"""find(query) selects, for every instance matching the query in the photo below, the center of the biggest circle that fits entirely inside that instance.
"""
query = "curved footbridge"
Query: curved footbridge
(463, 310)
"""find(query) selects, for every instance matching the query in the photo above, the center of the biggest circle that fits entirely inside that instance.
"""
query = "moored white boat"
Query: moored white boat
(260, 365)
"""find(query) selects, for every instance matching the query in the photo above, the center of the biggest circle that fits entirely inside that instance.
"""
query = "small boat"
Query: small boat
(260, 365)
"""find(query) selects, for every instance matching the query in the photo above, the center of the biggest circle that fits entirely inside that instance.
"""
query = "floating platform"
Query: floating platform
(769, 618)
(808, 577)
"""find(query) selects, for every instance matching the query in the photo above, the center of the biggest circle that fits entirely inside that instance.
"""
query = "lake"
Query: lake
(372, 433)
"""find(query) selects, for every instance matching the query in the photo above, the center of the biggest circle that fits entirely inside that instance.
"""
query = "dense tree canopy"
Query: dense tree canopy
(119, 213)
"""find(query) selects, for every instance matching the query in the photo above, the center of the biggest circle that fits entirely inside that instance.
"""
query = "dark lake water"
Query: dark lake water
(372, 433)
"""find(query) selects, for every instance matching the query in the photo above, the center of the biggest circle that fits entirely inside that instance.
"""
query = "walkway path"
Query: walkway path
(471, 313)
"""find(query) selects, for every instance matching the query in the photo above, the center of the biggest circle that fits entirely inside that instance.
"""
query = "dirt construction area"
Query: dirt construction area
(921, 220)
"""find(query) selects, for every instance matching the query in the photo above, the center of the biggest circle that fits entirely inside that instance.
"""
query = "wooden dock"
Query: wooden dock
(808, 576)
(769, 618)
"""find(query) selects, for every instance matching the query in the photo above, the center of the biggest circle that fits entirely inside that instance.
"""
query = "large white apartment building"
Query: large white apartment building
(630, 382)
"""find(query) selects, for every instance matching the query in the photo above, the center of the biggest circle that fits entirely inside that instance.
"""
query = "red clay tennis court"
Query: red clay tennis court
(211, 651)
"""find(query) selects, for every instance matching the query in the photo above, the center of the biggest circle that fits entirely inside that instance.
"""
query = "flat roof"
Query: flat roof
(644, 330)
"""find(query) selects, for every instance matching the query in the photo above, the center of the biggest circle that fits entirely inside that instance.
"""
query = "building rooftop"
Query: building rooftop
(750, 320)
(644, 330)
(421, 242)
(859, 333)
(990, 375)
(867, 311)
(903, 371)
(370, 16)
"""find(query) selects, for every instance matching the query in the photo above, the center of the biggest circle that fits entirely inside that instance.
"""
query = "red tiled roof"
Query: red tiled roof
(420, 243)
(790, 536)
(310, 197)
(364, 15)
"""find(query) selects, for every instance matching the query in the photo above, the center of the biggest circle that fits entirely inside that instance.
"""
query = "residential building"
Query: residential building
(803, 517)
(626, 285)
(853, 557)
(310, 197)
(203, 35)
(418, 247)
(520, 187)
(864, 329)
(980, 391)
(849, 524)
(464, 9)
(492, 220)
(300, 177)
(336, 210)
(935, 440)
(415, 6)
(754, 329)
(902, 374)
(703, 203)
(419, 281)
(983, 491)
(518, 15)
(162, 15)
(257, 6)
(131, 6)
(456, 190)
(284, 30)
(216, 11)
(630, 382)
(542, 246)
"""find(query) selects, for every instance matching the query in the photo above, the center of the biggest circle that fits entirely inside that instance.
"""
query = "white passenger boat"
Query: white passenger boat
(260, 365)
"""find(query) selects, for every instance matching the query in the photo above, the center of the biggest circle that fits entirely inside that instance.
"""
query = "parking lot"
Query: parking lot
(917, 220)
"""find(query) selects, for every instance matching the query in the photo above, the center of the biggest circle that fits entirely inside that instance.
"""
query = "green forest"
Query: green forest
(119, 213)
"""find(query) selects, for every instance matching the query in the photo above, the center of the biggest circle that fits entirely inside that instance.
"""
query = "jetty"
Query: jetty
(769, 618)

#### [Exercise]
Transcribe all entries exactly as they are given.

#### [Problem solution]
"""find(query) selects, for every instance matching the query in the photo below, the center of the biggest circle that fits entirely inside that instance.
"""
query = "curved footbridge"
Query: curved footbridge
(463, 310)
"""find(query) selects, for every instance matching the query in the photo above, the center of the biggest circle that fits entirely inside that instance.
"""
query = "moored white boat"
Query: moored white boat
(260, 365)
"""find(query) selects, for every instance matching the query in the photo above, the center of the biggest circle that fits entirely inside that instance.
"""
query = "small boat"
Query: small boat
(260, 365)
"""find(query) selects, for every instance matching the query in the photo above, the center of the biggest circle that fits entirely inside that instance.
"""
query = "floating platform"
Query: floating platform
(769, 618)
(808, 577)
"""find(query) selects, for every instance matching the query in the photo above, the center of the biggest circle that fits entirely inside that instance.
"""
query = "lake"
Query: lake
(372, 433)
"""find(query) selects, for every instance matching the query in the photo above, the center of the biggest circle that fits entirely inside that instance.
"""
query = "dense tree canopy"
Query: dense tree canopy
(119, 213)
"""find(query) selects, for every instance matching the query in the photo above, the center of the biggest circle that fits entirely inside that instance.
"""
query = "dark lake water"
Query: dark lake water
(372, 433)
"""find(query) selects, for every instance matching the query in the photo above, the center of the biggest circle that fits entirely inside that instance.
"""
query = "walkway path"
Query: walkway path
(471, 313)
"""find(query) selects, for every instance matching the query in the photo above, the center of the biggest circle that fits entirely inside that instance.
"""
query = "dirt construction area"
Query: dirt construction area
(921, 220)
"""find(query) selects, for every instance matching the query in the photo above, the center of the biggest circle that fits entirely inside that instance.
"""
query = "wooden dock"
Query: wooden dock
(808, 576)
(769, 618)
"""find(query) selects, for every instance matching the query in the photo above, the center of the biggest circle that fits entirely inside that instance.
"""
query = "large white apartment building"
Query: large white apartment building
(630, 382)
"""find(query) selects, for every instance matching the query in the photo above, the center of the biggest circle that fits entirely inside that instance.
"""
query = "red clay tennis court"
Query: red clay tennis court
(211, 651)
"""find(query) selects, for every instance matching the query in the photo above, the center of the biggest circle that fits entirely inside that instance.
"""
query = "flat roof"
Query: flat roof
(644, 330)
"""find(query) selects, for every instance matching the query in the photo above, the center of the biggest circle that fits entirely inside that instance.
"""
query = "building rooftop"
Query: building rooftop
(750, 320)
(644, 330)
(421, 242)
(859, 333)
(990, 375)
(867, 311)
(903, 371)
(370, 16)
"""find(query) selects, for every instance matching the query in the photo above, the center of the biggest circle that fits entirely inside that instance.
"""
query = "red tiled roof"
Query: red tiled roof
(420, 243)
(790, 536)
(310, 197)
(364, 15)
"""find(query) selects, for every instance matching the query in the photo above, the center of the biggest circle that fits entirely inside that instance.
"""
query = "residential building"
Query: residential building
(803, 517)
(626, 285)
(853, 557)
(310, 197)
(203, 35)
(418, 247)
(520, 187)
(864, 329)
(980, 391)
(849, 524)
(464, 9)
(492, 220)
(300, 177)
(336, 210)
(935, 440)
(415, 6)
(754, 329)
(902, 374)
(703, 203)
(419, 281)
(983, 491)
(518, 15)
(162, 15)
(257, 6)
(131, 6)
(456, 190)
(284, 30)
(216, 11)
(630, 382)
(542, 246)
"""find(query) selects, for every instance matching the query in the photo above, the center of the biggest circle that fits entirely inside that instance.
"""
query = "white passenger boat"
Query: white passenger boat
(260, 365)
"""find(query) selects, for every instance matching the query in the photo above, the center of the biggest circle that fits entirely inside that instance.
"""
query = "parking lot"
Query: parking lot
(917, 220)
"""find(query) selects, for every instance matching the query in the photo above, the center of the biggest circle that fits entirely inside that instance.
"""
query = "green forest"
Query: green forest
(119, 213)
"""find(query) selects, for every instance matching the query in the photo above, the center of the biggest circle that fits entirely inside that instance.
"""
query = "jetty"
Query: jetty
(769, 618)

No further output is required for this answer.